PROBLEM TO WORK ON – Repeat every item below word for word, leaving out the pictures.

STORED RECORDS –

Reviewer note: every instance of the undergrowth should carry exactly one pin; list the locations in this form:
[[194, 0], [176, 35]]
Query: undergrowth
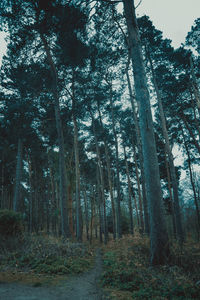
[[43, 255], [127, 274]]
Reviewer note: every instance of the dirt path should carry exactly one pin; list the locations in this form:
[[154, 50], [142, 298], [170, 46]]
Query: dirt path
[[84, 287]]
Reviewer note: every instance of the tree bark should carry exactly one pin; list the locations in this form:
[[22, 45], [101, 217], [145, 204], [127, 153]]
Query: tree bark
[[62, 167], [16, 199], [158, 233], [192, 181], [177, 210], [77, 167], [118, 206], [139, 191], [109, 175], [129, 192], [138, 140]]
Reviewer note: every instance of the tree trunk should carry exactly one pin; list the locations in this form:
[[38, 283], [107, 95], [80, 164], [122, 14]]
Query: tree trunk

ANSWER FOR THE TASK –
Reviewer note: every instance of the undergrowth should carry exactly one pin; list the locations in this form:
[[194, 0], [176, 35]]
Query: undergrowth
[[43, 255], [127, 274]]
Reviewer note: every instance of the dirt path should carry exactly one pin; list the locations in this form:
[[154, 50], [142, 298], [170, 46]]
Query: dirt path
[[84, 287]]
Reviewer note: every instance of the tree bark should carry exactly one pin; list the locations in this form:
[[22, 45], [101, 217], [145, 204], [127, 153]]
Query: tree bark
[[62, 167], [16, 199], [158, 233], [192, 181], [177, 210], [77, 167], [118, 206], [139, 191], [109, 175], [129, 192], [138, 140]]
Reviewer note: every instance of the tree trunk should carry exactly one pin; list the locations in this form:
[[38, 283], [107, 95], [80, 164], [122, 14]]
Query: tree trunk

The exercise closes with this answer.